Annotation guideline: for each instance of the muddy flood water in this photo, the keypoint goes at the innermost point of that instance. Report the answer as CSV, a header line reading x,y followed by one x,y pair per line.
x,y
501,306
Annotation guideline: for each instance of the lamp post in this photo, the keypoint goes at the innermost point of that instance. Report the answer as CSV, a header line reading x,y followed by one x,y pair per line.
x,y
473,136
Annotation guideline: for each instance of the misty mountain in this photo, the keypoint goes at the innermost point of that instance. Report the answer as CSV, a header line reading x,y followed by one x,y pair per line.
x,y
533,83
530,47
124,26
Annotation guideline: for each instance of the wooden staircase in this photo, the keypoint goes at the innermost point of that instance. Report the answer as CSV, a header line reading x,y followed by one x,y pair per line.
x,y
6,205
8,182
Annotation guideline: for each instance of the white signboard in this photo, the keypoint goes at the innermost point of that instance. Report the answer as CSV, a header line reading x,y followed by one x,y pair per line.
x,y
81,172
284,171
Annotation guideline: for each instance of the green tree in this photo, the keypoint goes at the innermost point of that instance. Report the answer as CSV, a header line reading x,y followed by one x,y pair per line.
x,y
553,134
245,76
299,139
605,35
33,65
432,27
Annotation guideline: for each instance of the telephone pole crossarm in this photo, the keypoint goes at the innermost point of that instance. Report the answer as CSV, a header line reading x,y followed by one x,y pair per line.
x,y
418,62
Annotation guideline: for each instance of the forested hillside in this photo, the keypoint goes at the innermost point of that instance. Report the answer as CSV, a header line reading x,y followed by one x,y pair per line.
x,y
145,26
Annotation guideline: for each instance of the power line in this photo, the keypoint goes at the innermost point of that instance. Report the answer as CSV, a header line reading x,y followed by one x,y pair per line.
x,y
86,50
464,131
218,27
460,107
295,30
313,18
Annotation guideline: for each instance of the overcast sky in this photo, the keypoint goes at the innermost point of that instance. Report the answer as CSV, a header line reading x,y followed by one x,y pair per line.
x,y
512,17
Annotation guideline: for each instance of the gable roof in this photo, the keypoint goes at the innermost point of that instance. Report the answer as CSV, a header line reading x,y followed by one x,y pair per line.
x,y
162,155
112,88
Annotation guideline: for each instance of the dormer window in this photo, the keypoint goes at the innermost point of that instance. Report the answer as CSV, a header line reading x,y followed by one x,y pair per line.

EXERCISE GOAL: Exactly reproduce every record.

RESULT OF THE EXERCISE:
Annotation guideline: for each instance of the muddy flood water in this photo, the keypoint goes at the innermost point of that instance. Report the answer as CSV, a header line reading x,y followed by one x,y pair per line.
x,y
501,306
Annotation guideline: for each instance of the lamp post in this photo, the keypoint goes at the innermost point of that instance. Report the answer as CSV, a header line reading x,y followed by one x,y pair per line.
x,y
473,136
Annotation guideline: for each instance of the misty mountain in this photo, the keypoint goes at the innermost point of that instance. Report the answer as CSV, a header line reading x,y followed by one x,y pair per line.
x,y
533,83
530,47
124,26
Annotation guideline: for each instance of the wooden staircase in this photo, the keypoint goes at the innermost point of that instance. Report the answer as CSV, a header line reading x,y followed by one x,y pair per line.
x,y
6,205
8,182
Annotation guideline: for each instance of the white signboard in this photo, the keypoint goes at the innermost point of that instance. Report the answer as CSV, a header line reading x,y followed by one x,y pair per line.
x,y
81,172
284,171
Annotation guideline: for each instance of the green tree in this photo, the keypoint goes at the innermost point of that instance. Report the answer as CSV, a header line reading x,y followed by one x,y pair per line.
x,y
553,134
245,76
299,139
605,35
33,65
432,27
Annotation guideline: for each instance of the telephone pole crossarm in this photo, the keypoint goes at the innermost point of that instance. Report the answer as CSV, a header line reading x,y followed by one x,y pair per line.
x,y
418,62
Annotation guideline: for each instance of the forested hillside in this photo, the keypoint goes at the innermost point of that instance. Report the answer as CSV, a header line reading x,y followed by one x,y pair per line.
x,y
145,26
Annotation guideline: for each instance of the power line in this photo, the keypoint goes at the innermost point of that instance. Report the answer as CSV, a header line reading x,y followed by one x,y pair per line.
x,y
86,50
464,131
218,27
460,107
295,30
313,18
Annotation guideline: for each instance of the overcast sky in this photo, the keypoint goes at the innermost point of that instance. Report the answer as CSV, a header line reading x,y followed by one x,y pair per line.
x,y
512,17
Annotation guideline: for each instance of the gable roof in this photo, the keypoint goes at the innermost point of that instance. Report the answer as CSV, a header line reading x,y followed by one x,y pair per line.
x,y
162,155
112,88
Annotation guideline: for each instance of the dormer window in this photo, the keypoint goes at the innermost point of that instance. Report the answer as CSV, a header line reading x,y followed by one x,y pair per line.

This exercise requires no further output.